TO BE DONE
Quote, without any change, the line that contains "Annotation task — pin every instance of the textured" and all lines that follow it to the end of the data below.

· · ·

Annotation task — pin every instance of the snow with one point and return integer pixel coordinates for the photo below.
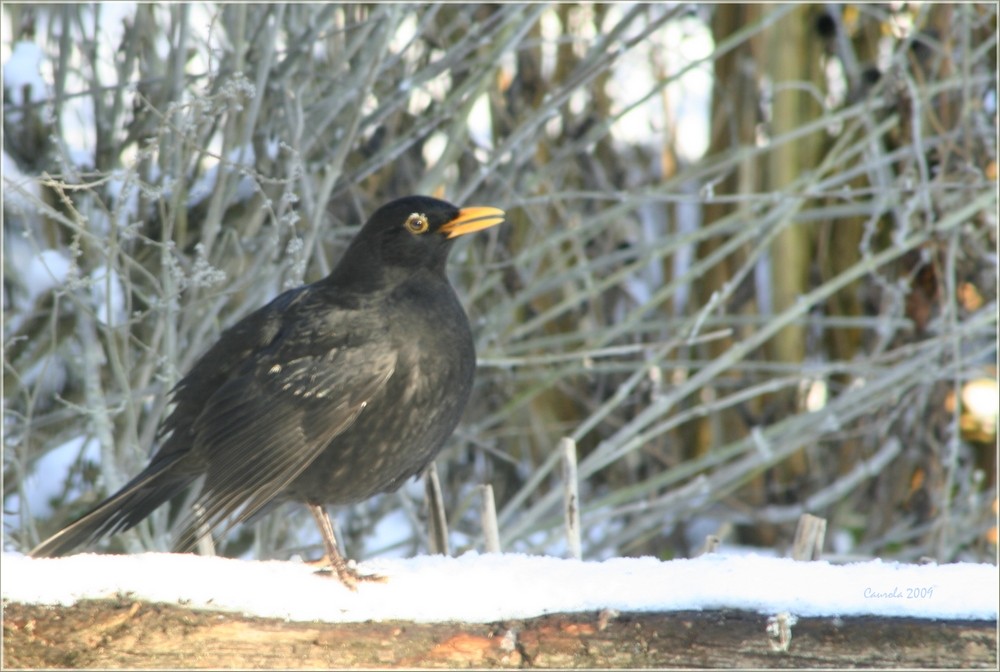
(485, 588)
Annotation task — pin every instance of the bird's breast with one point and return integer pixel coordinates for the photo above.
(407, 422)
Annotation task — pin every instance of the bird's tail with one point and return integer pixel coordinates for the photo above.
(123, 510)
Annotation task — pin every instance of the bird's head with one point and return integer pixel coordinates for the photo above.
(414, 232)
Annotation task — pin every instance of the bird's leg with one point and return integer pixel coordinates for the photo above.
(347, 574)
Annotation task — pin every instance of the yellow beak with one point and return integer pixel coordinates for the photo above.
(472, 219)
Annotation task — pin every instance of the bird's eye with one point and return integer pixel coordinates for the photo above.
(417, 223)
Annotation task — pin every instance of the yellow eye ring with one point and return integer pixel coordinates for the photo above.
(417, 223)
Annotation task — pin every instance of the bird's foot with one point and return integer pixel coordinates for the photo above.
(346, 571)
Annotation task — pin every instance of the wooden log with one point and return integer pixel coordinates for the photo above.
(124, 633)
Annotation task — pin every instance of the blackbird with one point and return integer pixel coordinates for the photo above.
(331, 393)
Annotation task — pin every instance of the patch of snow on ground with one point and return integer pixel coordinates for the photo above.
(491, 587)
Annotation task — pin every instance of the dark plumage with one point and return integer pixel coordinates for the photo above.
(329, 394)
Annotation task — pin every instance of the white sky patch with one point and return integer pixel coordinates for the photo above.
(22, 74)
(48, 475)
(486, 588)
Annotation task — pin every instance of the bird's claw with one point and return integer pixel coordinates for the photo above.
(345, 571)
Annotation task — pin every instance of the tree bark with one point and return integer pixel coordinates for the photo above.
(124, 633)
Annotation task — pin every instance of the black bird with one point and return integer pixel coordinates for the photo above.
(331, 393)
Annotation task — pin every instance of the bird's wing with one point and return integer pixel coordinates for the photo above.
(262, 428)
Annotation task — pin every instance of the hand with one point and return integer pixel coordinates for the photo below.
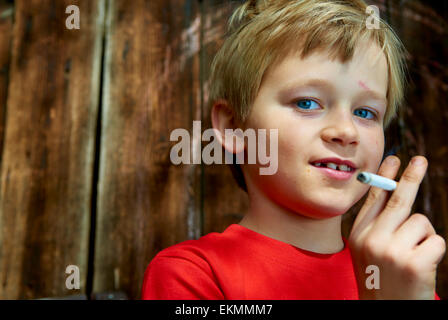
(405, 248)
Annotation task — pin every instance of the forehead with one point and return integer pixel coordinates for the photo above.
(367, 69)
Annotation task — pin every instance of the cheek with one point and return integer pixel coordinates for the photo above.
(375, 152)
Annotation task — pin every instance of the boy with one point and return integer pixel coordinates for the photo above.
(330, 85)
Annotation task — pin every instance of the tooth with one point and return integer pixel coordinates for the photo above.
(332, 166)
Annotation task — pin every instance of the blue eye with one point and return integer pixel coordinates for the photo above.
(307, 104)
(364, 113)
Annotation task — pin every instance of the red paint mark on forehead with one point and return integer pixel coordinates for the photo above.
(363, 85)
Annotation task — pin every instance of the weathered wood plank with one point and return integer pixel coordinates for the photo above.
(6, 24)
(48, 148)
(146, 203)
(224, 202)
(423, 28)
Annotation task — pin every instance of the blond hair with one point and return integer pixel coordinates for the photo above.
(261, 33)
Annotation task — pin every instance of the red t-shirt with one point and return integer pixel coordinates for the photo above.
(241, 264)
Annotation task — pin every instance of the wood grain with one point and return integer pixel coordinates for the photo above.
(48, 151)
(151, 87)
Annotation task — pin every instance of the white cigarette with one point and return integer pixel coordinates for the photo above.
(377, 181)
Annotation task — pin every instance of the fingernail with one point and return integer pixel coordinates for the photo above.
(418, 161)
(391, 161)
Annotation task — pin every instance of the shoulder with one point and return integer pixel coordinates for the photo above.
(201, 251)
(187, 269)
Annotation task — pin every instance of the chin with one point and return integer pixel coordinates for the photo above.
(324, 210)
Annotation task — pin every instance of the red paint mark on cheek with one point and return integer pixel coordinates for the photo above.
(363, 85)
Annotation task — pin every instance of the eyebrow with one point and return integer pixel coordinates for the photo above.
(324, 84)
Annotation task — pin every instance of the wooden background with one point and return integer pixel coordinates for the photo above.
(85, 121)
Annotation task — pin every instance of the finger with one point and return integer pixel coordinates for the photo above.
(413, 231)
(377, 197)
(431, 250)
(399, 206)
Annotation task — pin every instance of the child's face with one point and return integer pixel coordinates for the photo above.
(330, 110)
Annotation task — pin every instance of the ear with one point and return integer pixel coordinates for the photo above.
(223, 118)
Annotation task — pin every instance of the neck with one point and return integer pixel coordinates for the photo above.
(272, 220)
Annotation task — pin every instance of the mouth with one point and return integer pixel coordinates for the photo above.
(335, 168)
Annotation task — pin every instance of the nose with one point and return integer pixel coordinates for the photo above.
(341, 129)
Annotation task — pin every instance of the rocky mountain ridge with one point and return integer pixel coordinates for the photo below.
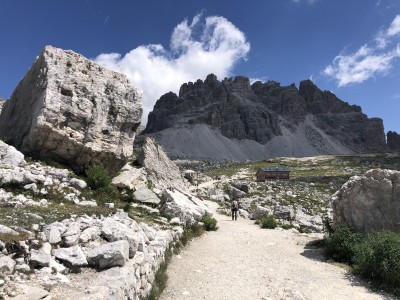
(282, 120)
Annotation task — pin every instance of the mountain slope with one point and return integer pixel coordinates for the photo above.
(234, 120)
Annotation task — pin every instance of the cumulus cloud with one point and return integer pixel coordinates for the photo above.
(369, 60)
(205, 45)
(307, 1)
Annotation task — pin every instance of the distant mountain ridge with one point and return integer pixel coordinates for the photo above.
(251, 121)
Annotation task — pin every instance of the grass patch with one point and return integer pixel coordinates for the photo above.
(267, 222)
(375, 256)
(210, 223)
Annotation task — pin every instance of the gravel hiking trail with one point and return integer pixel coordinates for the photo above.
(243, 261)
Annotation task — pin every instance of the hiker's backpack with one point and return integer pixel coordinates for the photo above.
(235, 204)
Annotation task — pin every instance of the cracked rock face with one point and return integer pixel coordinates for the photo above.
(370, 202)
(71, 110)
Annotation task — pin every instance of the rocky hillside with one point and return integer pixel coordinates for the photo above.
(232, 119)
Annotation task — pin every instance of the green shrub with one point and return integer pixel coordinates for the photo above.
(286, 226)
(378, 258)
(210, 224)
(98, 178)
(342, 243)
(268, 222)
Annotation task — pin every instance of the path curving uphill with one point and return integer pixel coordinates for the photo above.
(242, 261)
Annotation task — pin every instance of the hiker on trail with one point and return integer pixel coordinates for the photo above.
(234, 208)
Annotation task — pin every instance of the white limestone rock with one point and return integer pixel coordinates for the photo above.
(370, 202)
(31, 293)
(109, 255)
(89, 234)
(113, 230)
(7, 265)
(73, 110)
(73, 256)
(7, 230)
(261, 212)
(144, 195)
(161, 171)
(41, 257)
(284, 212)
(10, 156)
(78, 182)
(88, 203)
(131, 178)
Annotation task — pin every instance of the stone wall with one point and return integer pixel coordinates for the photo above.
(370, 202)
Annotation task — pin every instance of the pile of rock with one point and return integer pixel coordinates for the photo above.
(117, 244)
(82, 114)
(37, 180)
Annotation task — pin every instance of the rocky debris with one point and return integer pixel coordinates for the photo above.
(184, 206)
(73, 111)
(261, 212)
(370, 202)
(31, 293)
(10, 156)
(7, 230)
(145, 195)
(2, 101)
(233, 120)
(41, 257)
(283, 212)
(312, 222)
(393, 139)
(113, 230)
(131, 178)
(7, 265)
(37, 179)
(109, 255)
(72, 256)
(104, 244)
(161, 171)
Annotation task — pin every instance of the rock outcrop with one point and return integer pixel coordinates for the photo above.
(162, 173)
(393, 139)
(370, 202)
(232, 119)
(71, 110)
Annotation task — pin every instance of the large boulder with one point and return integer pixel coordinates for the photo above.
(370, 202)
(72, 110)
(145, 195)
(130, 178)
(7, 265)
(10, 156)
(109, 255)
(161, 171)
(72, 256)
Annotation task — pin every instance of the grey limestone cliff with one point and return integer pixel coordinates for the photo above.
(238, 120)
(71, 110)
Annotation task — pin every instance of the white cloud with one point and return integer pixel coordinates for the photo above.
(206, 45)
(368, 61)
(394, 28)
(307, 1)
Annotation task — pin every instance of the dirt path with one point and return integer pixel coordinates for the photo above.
(241, 261)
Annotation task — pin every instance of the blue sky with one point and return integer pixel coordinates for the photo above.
(350, 47)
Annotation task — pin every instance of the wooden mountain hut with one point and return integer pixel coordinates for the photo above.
(264, 174)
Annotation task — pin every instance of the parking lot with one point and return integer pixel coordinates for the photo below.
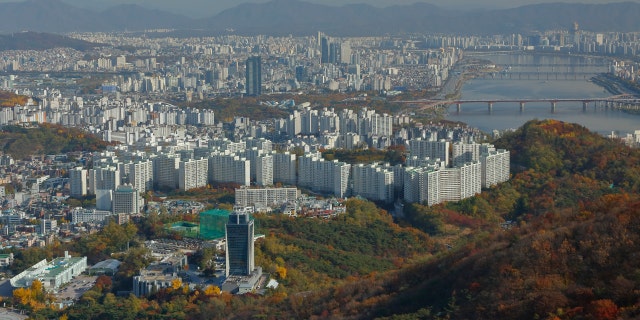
(76, 288)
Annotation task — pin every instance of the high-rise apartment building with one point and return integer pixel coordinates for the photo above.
(127, 200)
(193, 174)
(284, 168)
(253, 76)
(264, 170)
(239, 239)
(105, 178)
(165, 170)
(495, 167)
(373, 182)
(78, 182)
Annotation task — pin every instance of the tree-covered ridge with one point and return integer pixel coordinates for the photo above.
(47, 138)
(363, 240)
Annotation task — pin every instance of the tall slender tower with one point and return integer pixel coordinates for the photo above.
(253, 76)
(239, 238)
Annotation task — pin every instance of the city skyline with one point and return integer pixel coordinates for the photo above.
(204, 8)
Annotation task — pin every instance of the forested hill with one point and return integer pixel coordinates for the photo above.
(47, 138)
(571, 253)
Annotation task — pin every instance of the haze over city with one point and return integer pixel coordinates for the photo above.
(203, 8)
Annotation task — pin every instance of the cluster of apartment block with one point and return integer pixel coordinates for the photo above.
(345, 129)
(435, 171)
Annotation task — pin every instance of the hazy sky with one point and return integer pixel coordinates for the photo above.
(205, 8)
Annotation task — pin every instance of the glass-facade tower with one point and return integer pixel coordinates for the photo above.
(239, 238)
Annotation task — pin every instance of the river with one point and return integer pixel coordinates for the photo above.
(534, 77)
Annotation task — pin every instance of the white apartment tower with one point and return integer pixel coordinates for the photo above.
(105, 178)
(373, 182)
(127, 200)
(284, 168)
(264, 170)
(78, 182)
(193, 174)
(495, 167)
(431, 149)
(165, 170)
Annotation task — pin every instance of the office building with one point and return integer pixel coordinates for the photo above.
(239, 238)
(253, 76)
(52, 274)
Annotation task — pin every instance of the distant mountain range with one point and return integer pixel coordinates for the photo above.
(283, 17)
(40, 41)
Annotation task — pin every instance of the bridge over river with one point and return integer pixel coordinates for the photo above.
(541, 75)
(617, 102)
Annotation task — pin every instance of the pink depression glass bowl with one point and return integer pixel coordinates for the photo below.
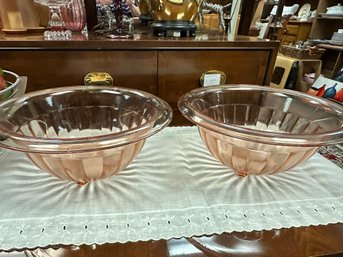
(261, 130)
(82, 133)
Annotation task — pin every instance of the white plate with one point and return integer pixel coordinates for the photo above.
(304, 11)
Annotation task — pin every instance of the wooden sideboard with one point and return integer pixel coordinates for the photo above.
(166, 67)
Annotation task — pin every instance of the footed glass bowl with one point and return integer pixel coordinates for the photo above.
(82, 133)
(261, 130)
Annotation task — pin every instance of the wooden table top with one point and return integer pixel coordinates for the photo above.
(294, 242)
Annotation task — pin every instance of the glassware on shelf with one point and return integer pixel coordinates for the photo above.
(56, 26)
(74, 15)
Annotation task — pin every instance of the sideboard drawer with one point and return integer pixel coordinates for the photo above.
(180, 72)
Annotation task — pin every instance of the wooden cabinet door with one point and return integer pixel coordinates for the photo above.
(180, 71)
(53, 68)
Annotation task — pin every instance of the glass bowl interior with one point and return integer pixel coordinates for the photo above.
(260, 130)
(78, 119)
(264, 114)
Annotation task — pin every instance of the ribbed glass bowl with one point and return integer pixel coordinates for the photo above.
(82, 133)
(261, 130)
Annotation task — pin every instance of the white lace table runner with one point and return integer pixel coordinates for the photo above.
(174, 188)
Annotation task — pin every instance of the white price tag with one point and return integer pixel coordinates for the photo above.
(211, 80)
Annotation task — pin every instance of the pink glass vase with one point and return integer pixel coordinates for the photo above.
(74, 15)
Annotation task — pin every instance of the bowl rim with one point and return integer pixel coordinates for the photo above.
(48, 145)
(259, 136)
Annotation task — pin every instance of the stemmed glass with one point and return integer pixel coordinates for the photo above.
(56, 27)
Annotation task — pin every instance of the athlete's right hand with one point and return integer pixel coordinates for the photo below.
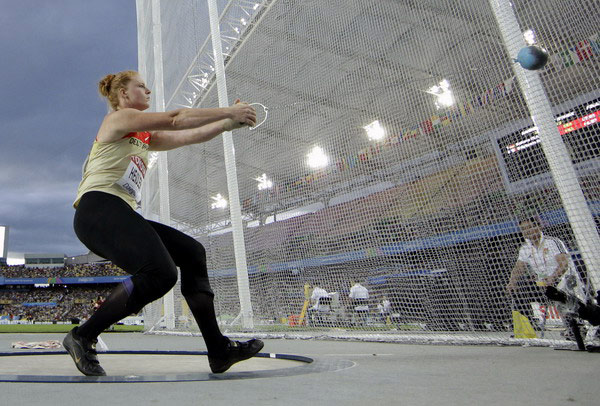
(243, 113)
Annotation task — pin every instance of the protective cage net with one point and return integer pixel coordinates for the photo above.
(429, 156)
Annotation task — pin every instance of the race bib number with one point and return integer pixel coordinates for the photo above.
(132, 180)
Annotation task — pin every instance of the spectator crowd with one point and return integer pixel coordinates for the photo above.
(53, 303)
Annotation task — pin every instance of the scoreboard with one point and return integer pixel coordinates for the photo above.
(519, 150)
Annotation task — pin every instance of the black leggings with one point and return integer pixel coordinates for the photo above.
(148, 250)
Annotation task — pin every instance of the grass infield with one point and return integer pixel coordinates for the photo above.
(59, 328)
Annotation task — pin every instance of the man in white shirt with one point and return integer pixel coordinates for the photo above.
(551, 264)
(359, 296)
(321, 305)
(385, 309)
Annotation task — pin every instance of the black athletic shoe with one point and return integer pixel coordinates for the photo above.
(236, 351)
(83, 352)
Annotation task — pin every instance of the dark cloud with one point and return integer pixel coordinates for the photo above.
(54, 54)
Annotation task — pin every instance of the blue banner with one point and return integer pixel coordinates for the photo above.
(62, 281)
(32, 304)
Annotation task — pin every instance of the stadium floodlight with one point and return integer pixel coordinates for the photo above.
(264, 182)
(219, 202)
(317, 158)
(375, 131)
(444, 97)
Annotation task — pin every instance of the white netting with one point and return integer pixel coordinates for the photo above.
(426, 217)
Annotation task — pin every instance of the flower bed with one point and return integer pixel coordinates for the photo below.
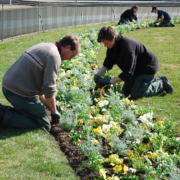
(111, 138)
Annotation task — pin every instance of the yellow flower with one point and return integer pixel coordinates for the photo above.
(127, 101)
(80, 121)
(110, 144)
(117, 168)
(129, 154)
(93, 65)
(79, 141)
(102, 173)
(113, 178)
(97, 130)
(125, 169)
(159, 121)
(114, 159)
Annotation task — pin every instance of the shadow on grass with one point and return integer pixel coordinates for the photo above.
(11, 132)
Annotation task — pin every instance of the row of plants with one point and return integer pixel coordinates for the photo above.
(120, 139)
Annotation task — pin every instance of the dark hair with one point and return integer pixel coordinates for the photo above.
(107, 33)
(135, 7)
(71, 40)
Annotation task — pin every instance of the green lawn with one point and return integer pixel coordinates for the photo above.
(165, 43)
(32, 154)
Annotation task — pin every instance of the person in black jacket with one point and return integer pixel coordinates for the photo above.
(163, 18)
(138, 64)
(129, 15)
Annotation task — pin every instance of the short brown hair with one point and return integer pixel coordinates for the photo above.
(71, 40)
(135, 7)
(107, 33)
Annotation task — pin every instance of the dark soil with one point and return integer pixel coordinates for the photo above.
(73, 155)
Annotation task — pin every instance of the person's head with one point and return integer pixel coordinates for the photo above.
(154, 10)
(70, 47)
(107, 35)
(135, 9)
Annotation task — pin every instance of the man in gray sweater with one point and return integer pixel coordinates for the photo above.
(30, 83)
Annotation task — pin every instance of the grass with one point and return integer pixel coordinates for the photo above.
(32, 154)
(165, 43)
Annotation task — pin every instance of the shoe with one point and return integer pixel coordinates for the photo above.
(166, 86)
(3, 110)
(172, 25)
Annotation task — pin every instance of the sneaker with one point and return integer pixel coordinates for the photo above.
(3, 109)
(172, 25)
(166, 85)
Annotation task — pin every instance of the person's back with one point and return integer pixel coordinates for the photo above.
(129, 15)
(165, 14)
(32, 73)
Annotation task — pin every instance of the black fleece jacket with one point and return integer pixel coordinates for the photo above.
(129, 15)
(132, 57)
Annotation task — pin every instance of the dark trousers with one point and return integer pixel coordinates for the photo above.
(27, 113)
(123, 21)
(143, 85)
(165, 23)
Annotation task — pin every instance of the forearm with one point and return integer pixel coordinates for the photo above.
(115, 80)
(102, 70)
(50, 103)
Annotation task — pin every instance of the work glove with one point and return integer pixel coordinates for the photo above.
(100, 82)
(58, 107)
(55, 117)
(104, 81)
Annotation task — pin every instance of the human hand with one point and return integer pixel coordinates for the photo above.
(104, 81)
(58, 107)
(55, 118)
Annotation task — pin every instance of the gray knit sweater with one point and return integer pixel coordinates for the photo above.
(35, 72)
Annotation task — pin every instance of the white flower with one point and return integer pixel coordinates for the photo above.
(103, 110)
(132, 170)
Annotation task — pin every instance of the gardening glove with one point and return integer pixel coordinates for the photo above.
(104, 81)
(55, 117)
(96, 78)
(58, 107)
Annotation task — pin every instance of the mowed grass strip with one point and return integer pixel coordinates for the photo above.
(165, 43)
(31, 154)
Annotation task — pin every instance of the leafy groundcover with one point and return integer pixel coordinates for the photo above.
(104, 135)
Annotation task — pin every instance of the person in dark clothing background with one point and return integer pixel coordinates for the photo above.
(129, 16)
(138, 64)
(163, 17)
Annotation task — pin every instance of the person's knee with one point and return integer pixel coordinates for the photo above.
(135, 96)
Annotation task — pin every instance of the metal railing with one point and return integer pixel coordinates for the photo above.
(42, 17)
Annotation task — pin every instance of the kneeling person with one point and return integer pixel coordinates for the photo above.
(138, 64)
(31, 82)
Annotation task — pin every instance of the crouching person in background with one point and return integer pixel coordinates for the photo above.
(137, 63)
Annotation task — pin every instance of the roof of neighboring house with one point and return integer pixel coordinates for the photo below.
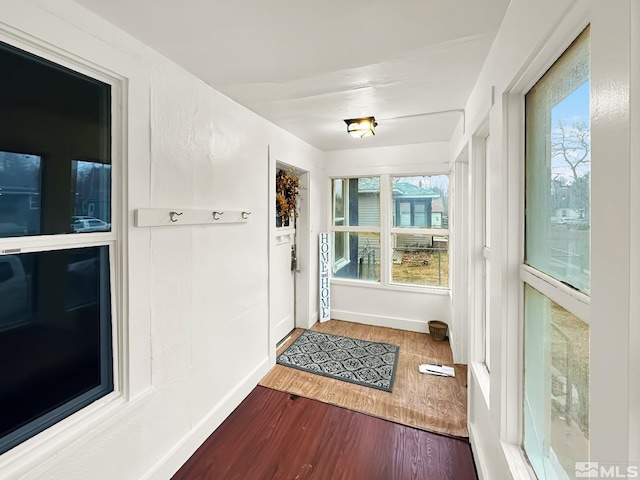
(400, 189)
(437, 205)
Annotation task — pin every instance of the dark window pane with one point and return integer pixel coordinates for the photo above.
(55, 338)
(55, 146)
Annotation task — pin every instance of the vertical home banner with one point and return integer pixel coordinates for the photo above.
(325, 265)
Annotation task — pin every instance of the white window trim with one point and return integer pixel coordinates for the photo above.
(105, 411)
(512, 379)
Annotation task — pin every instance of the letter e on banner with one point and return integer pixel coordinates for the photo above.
(323, 283)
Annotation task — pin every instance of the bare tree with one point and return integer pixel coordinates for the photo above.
(572, 144)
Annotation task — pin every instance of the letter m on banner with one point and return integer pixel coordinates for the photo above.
(323, 282)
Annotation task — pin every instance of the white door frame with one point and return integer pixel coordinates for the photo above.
(303, 225)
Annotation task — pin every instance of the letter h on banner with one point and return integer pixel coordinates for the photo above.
(325, 291)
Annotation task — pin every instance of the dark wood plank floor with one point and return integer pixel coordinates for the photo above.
(274, 435)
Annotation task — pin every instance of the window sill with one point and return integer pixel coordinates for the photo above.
(394, 287)
(483, 378)
(78, 428)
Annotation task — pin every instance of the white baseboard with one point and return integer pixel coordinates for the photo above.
(379, 321)
(180, 453)
(477, 454)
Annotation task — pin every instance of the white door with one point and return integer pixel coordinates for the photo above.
(284, 283)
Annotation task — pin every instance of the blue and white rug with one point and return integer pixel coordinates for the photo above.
(371, 364)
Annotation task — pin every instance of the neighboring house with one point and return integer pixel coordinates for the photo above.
(413, 206)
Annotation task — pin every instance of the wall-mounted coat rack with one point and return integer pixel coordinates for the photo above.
(158, 217)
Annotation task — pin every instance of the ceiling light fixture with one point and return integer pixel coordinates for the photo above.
(361, 127)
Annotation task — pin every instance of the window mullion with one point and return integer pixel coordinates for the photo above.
(385, 225)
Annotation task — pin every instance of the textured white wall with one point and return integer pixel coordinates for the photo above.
(198, 300)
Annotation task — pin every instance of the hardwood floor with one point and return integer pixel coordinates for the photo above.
(436, 404)
(274, 435)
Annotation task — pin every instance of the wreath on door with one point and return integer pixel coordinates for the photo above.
(287, 191)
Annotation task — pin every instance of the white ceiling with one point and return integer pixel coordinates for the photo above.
(307, 65)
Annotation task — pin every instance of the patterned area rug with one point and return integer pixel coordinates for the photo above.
(371, 364)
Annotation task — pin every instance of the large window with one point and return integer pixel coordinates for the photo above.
(409, 246)
(419, 233)
(356, 228)
(55, 293)
(556, 272)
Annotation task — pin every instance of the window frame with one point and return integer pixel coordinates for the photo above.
(73, 425)
(385, 229)
(575, 302)
(340, 259)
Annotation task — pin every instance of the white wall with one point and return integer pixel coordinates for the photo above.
(532, 36)
(198, 297)
(396, 307)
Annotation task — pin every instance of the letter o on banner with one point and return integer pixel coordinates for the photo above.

· · ·

WRITTEN SOLUTION
Annotation task — pin every instance of the textured white wall with one point and return integer pixel coordinates for the photo above.
(198, 300)
Annotation task — pin every instance of the hardwood floor with one point and return integer pixel coordinates for the photo above.
(436, 404)
(274, 435)
Annotation task — pin every instance of the wreath on door with one point and return integer pixel coordinates for the photo above.
(287, 191)
Annotation task — pin every instance of the white ceiling with one point and return integer pixel coordinates for the photo above.
(307, 65)
Annotation task — pin every instance of the patterned area rug with one point and return integer pixel coordinates for the photo above.
(371, 364)
Annotation task — pin every instance of the large window with one point and return integer pixel coordinates for the photo above.
(409, 246)
(419, 233)
(356, 228)
(55, 293)
(556, 272)
Annotation task — pin every instance of the window frame with one point and return integer pixel coordinates for the photo above.
(73, 425)
(385, 229)
(575, 302)
(340, 259)
Annotation task — pin every instance of the white wall with one point and return integer pixel coordinates for the photo above.
(532, 36)
(198, 297)
(396, 307)
Annotation task — pin every instance of the letter o on banner with one point and return integer pixel coordinates for the photo above.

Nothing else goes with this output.